### Goal
Copy every line of the material below that contains the word "water".

### Entries
***

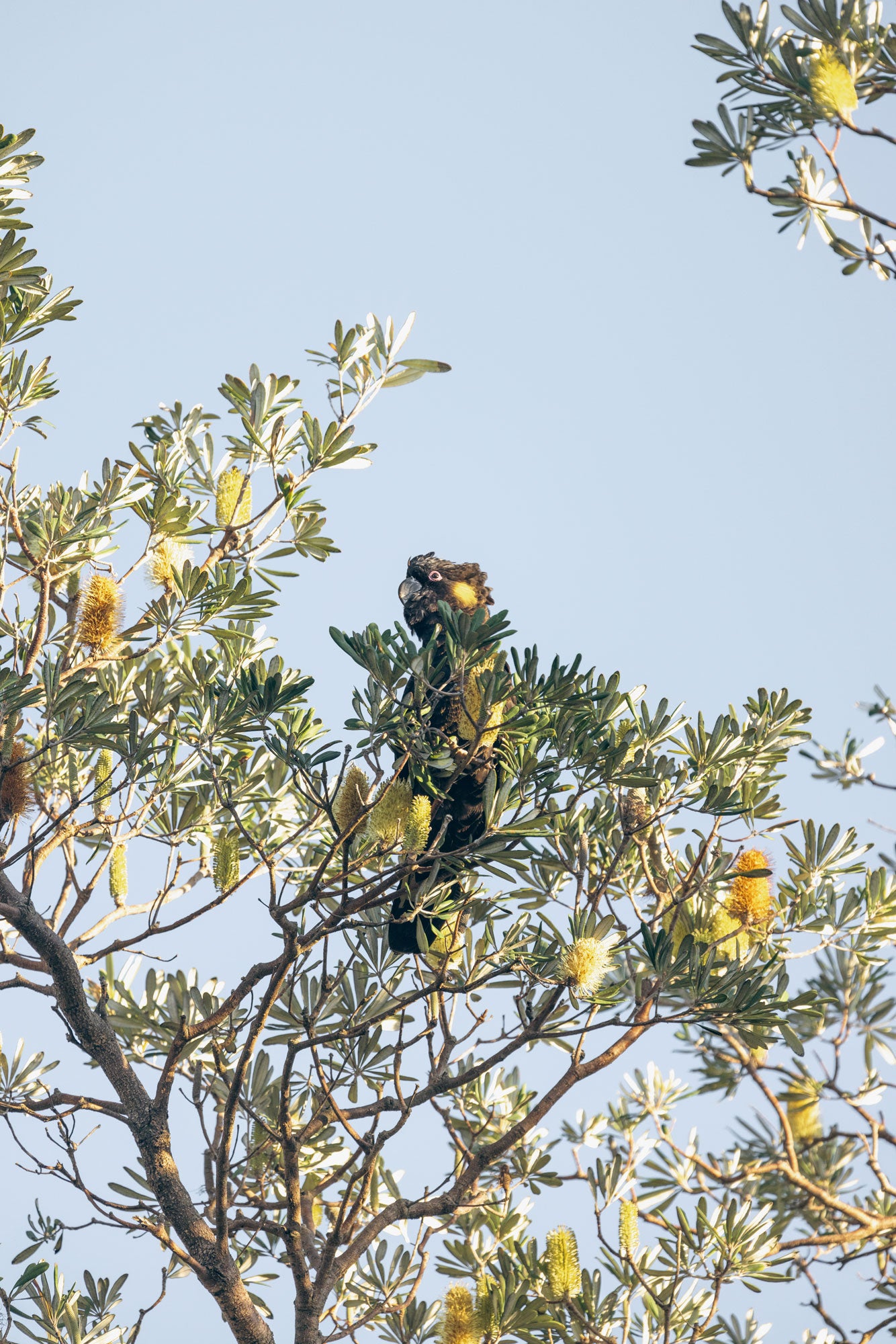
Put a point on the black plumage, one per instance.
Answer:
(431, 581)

***

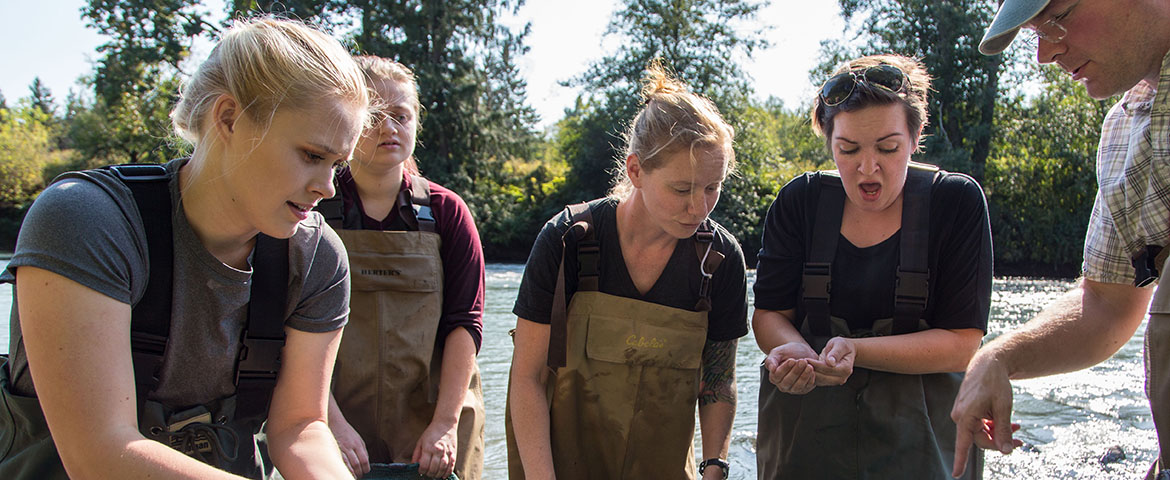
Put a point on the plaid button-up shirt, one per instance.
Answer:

***

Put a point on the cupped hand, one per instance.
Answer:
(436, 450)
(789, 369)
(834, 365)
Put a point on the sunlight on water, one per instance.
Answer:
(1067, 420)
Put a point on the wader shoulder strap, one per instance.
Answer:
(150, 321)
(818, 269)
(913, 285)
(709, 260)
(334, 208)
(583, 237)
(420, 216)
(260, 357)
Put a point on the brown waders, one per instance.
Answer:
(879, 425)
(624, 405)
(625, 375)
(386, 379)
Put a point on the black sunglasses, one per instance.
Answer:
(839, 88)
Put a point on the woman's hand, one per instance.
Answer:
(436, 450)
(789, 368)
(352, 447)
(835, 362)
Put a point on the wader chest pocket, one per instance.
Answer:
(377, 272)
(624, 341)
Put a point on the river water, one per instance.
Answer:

***

### Response to this task
Put a point on the sunlight on water, one per instance.
Put a point on the river water, one per instance.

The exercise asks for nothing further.